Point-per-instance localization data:

........

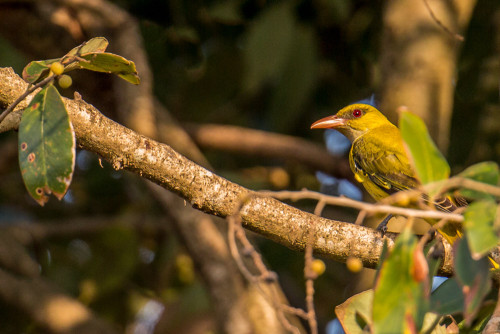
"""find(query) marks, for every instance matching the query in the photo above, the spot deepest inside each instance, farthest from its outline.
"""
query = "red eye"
(357, 113)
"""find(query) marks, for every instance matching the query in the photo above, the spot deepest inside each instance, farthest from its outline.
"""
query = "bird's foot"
(382, 227)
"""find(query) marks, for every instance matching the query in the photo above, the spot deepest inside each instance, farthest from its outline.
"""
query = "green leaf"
(429, 163)
(473, 277)
(226, 12)
(399, 300)
(447, 298)
(46, 146)
(355, 313)
(94, 45)
(296, 81)
(485, 172)
(268, 45)
(110, 63)
(479, 218)
(37, 69)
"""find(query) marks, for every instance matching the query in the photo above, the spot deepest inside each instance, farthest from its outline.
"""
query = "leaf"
(37, 69)
(399, 301)
(226, 12)
(46, 146)
(429, 163)
(473, 277)
(447, 298)
(94, 45)
(110, 63)
(485, 172)
(267, 45)
(354, 309)
(296, 81)
(479, 218)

........

Copy every entry word for word, but omit the pictures.

"""find(query) marks, for every instance matching the query in the photo above, the spot deepest inside each instance, farthest from its outline.
"""
query = "red eye"
(357, 113)
"""find(query) marks, for every instance matching the query in the photo above, the spot deepest inside each instance, farthest from its outline.
"""
query = "bird's foot"
(382, 227)
"""find(query) marks, for every instance matching the query in the photo above, the spot deepest inside each instance, farthest from its outline.
"""
query = "green leaf"
(429, 163)
(473, 277)
(226, 12)
(399, 300)
(447, 298)
(46, 146)
(355, 313)
(94, 45)
(296, 81)
(485, 172)
(268, 45)
(110, 63)
(479, 218)
(37, 69)
"""find(query) marks, for every instance matching the query in the photo above, the spot deepest inside each instance, farthest from its outline.
"""
query = "leaf"
(37, 69)
(399, 301)
(226, 12)
(46, 146)
(429, 163)
(473, 277)
(447, 298)
(94, 45)
(110, 63)
(485, 172)
(267, 45)
(354, 309)
(296, 81)
(479, 218)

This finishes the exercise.